(Exercise):
Update the passage on economists' forecasts: rewrite the part that opens with the words "Of the predictions" and closes with "interest rate policy.", changing "housing crashes" to "property market crashes".

(Exercise passage):

^^^^^^^^^^^^^^^^

Combined with sharply lower population growth, that means weak consumption, thus weak non-mining business conditions, lower profits, more business failures and a vicious cycle of falling capital investment and weak productivity growth.
Many of the economists in the latest Conversation poll were in a group unanimously calling for more fiscal stimulus by the federal government in November, before the worst of the bushfires and when Corona was just a brand of beer.
The Grattan Institute on Sunday night released a guide to the sort of government action required after September to avoid a severe economic crunch and get unemployment down to 5 per cent in two years.
The necessary stimulus would cost further scores of billions of dollars – perhaps the $60 billion “saved” by JobKeeper not being as expensive as first expected.
The cost of not doing it – of abiding by neoliberal dogma – is a much slower recovery, lower living standards and hundreds of thousands of unnecessarily unemployed Australians, with all the human tragedy that that entails.
By the looks of the detail in The Conversation’s panel, few economists believe the government is prepared to go hard or early enough to adequately soften the blow.
Of course, forecasting remains a mug’s game, as observed with the previous Conversation economists’ panel tour of the crystal balls.
The value is not in who guesses what number, but the insight it can provide into the economists’ view of the way forward.
There are oddities along the way.
Of the predictions made at the end of last year, the economist “nearest the pin” was Steve Keen, most famous for (falsely) forecasting housing crashes.
Not for the first time, an economist’s forecast was right for the wrong reasons.
Professor Keen had not foreseen a global pandemic causing a recession.
But the biggest oddity is that Professor Keen now is forecasting Sydney home prices to rise by 10 per cent and Melbourne prices by 8 per cent this year.
It seems the professor has stopped fighting the impact of Reserve Bank interest rate policy.
It’s almost enough to make me start worrying about housing prices.
At the other extreme on the panel, the ANU’s Warwick McKibbin is forecasting Sydney prices to fall by 10 per cent and Melbourne by 11 per cent.
The panel’s average forecast is for Sydney to finish the year effectively flat (-0.4 per cent) and Melbourne down 1.3 per cent.

^^^^^^^^^^^^^^^^

(Source information):
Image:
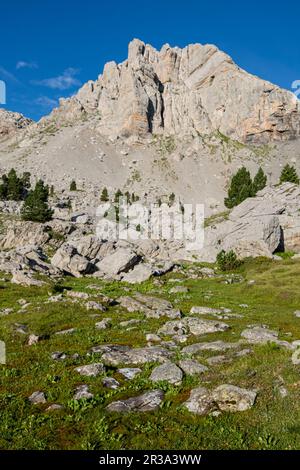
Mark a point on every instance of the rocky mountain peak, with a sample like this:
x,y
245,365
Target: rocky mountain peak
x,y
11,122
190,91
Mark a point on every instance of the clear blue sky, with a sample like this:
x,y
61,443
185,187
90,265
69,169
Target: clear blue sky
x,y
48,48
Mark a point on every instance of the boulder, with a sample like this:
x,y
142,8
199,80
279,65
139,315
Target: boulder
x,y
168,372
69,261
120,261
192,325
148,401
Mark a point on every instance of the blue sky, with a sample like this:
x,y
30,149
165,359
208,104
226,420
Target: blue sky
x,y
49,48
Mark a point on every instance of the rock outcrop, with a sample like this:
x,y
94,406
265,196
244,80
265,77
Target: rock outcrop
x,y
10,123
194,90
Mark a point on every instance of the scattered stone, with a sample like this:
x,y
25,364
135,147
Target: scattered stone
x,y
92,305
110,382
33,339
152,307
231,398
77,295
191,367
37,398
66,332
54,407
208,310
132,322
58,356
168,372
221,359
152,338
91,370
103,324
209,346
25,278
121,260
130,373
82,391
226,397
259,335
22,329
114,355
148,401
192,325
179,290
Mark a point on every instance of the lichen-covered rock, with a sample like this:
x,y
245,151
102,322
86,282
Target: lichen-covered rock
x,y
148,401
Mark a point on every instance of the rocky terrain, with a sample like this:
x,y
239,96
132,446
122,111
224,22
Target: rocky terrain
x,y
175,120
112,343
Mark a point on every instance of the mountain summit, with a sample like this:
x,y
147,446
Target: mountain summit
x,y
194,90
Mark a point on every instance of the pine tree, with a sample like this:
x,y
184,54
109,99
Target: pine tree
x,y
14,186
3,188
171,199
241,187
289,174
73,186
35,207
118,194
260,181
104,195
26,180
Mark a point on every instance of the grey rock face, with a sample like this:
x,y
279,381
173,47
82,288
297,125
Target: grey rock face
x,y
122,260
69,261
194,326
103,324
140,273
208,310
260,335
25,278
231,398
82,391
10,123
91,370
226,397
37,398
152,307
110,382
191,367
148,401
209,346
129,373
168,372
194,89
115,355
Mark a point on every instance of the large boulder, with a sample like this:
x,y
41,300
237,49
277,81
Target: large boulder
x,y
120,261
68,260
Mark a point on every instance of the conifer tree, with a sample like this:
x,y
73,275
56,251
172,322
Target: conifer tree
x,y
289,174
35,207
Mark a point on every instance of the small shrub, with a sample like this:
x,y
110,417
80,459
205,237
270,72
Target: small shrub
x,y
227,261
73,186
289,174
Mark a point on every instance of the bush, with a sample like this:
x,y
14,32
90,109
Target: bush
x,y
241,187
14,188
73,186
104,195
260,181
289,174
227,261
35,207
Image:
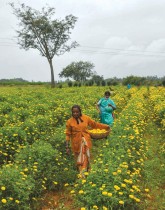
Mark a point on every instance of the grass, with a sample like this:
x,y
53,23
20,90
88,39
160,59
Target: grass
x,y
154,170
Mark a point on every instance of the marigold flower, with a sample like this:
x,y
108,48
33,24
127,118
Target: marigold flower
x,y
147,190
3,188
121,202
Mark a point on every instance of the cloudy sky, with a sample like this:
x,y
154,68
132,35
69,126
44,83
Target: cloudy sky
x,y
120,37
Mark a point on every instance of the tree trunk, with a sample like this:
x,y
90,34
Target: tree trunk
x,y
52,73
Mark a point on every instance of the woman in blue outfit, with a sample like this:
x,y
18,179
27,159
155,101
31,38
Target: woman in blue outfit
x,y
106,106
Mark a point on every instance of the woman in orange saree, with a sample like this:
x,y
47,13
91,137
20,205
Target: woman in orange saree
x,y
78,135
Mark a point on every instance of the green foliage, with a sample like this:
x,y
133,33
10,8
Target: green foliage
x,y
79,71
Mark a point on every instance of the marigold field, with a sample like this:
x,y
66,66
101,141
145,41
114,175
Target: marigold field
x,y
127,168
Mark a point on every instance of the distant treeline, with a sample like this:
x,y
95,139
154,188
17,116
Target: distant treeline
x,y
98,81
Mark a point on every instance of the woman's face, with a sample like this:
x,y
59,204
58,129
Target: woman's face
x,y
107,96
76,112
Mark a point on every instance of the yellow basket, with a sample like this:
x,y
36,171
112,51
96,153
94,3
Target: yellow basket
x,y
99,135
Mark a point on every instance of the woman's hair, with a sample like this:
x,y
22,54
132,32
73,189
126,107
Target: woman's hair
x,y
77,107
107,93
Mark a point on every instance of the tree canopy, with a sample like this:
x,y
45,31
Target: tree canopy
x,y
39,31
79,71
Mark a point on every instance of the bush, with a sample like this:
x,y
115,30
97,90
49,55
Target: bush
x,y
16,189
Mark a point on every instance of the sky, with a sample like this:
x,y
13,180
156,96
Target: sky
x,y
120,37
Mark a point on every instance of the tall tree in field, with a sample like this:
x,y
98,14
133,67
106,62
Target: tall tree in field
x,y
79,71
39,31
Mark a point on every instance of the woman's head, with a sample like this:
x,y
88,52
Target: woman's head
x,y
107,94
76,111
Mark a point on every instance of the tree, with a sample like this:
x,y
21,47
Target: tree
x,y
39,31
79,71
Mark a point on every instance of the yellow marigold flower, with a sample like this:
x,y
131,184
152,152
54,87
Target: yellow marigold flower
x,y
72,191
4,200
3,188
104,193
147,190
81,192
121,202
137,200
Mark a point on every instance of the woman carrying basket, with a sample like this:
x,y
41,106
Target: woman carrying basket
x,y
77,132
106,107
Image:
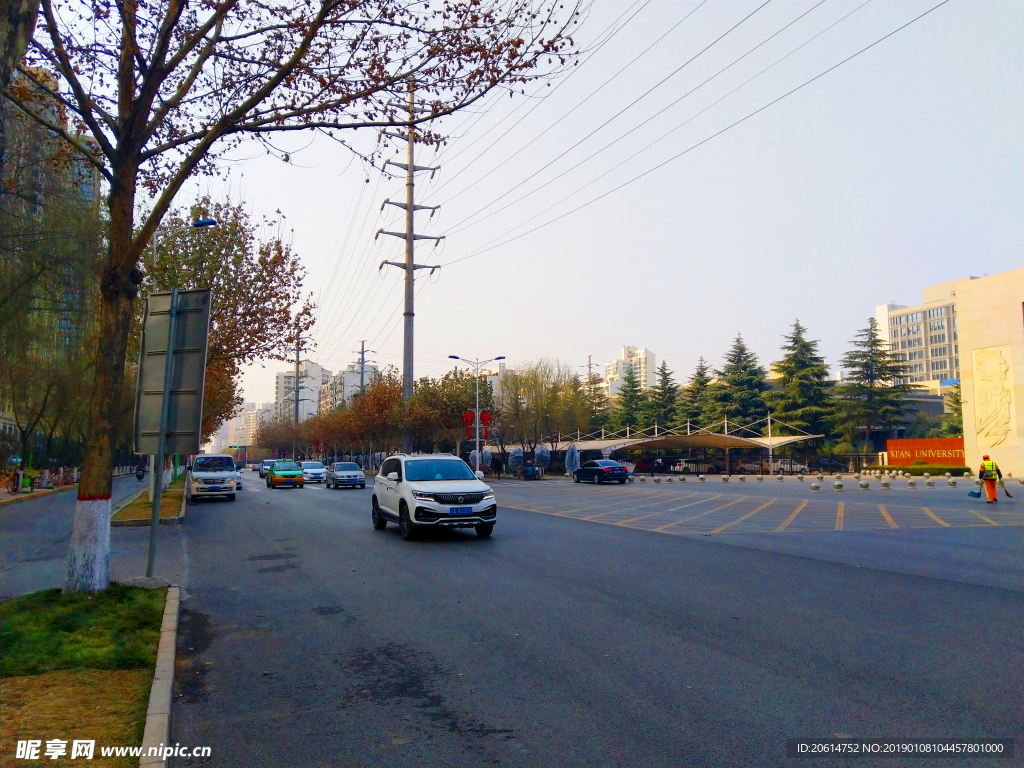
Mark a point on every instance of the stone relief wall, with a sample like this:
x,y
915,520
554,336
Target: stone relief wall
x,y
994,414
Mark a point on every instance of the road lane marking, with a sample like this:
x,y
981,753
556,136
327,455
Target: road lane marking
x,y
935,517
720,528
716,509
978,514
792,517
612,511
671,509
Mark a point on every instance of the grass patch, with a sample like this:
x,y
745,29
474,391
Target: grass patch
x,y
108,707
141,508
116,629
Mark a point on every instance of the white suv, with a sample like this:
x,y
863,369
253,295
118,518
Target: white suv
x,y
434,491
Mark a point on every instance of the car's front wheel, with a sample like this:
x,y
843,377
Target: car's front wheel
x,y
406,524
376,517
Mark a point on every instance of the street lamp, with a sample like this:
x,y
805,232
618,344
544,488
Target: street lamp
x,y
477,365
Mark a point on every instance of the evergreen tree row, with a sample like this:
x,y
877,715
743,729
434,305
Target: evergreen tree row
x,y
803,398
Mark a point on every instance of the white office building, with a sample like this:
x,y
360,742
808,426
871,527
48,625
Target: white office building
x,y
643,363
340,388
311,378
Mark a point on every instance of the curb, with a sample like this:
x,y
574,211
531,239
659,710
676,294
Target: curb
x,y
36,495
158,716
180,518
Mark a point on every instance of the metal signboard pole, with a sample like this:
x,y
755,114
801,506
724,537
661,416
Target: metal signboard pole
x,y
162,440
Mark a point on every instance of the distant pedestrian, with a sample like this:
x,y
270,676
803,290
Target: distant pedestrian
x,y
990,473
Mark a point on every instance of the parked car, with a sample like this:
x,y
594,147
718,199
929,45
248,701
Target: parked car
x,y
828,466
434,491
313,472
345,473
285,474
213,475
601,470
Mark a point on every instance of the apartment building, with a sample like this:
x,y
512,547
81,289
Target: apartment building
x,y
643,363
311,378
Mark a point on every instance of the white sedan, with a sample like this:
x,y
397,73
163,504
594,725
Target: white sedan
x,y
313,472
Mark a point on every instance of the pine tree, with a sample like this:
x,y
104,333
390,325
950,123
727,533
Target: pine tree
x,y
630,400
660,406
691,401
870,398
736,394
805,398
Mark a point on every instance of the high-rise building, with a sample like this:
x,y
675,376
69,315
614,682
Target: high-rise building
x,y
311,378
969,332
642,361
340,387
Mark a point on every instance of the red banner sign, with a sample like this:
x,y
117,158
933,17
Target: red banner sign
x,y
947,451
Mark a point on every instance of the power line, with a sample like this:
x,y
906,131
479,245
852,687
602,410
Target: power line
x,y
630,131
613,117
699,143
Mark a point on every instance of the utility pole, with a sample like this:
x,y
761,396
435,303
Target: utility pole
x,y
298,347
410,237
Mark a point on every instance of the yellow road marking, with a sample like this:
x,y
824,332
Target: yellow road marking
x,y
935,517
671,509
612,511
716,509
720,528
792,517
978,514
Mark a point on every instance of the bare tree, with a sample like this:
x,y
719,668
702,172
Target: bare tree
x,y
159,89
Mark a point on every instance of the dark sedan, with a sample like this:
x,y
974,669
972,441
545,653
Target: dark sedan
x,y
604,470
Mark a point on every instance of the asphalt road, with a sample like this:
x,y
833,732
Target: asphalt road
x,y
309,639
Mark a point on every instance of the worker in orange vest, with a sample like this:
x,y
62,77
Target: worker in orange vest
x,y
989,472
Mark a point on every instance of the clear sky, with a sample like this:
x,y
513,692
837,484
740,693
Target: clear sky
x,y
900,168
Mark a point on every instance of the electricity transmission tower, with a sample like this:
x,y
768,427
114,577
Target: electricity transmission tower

^^^^^^^^^^^^^^^^

(Response to this task):
Of the predictions made at the end of last year, the economist “nearest the pin” was Steve Keen, most famous for (falsely) forecasting property market crashes.
Not for the first time, an economist’s forecast was right for the wrong reasons.
Professor Keen had not foreseen a global pandemic causing a recession.
But the biggest oddity is that Professor Keen now is forecasting Sydney home prices to rise by 10 per cent and Melbourne prices by 8 per cent this year.
It seems the professor has stopped fighting the impact of Reserve Bank interest rate policy.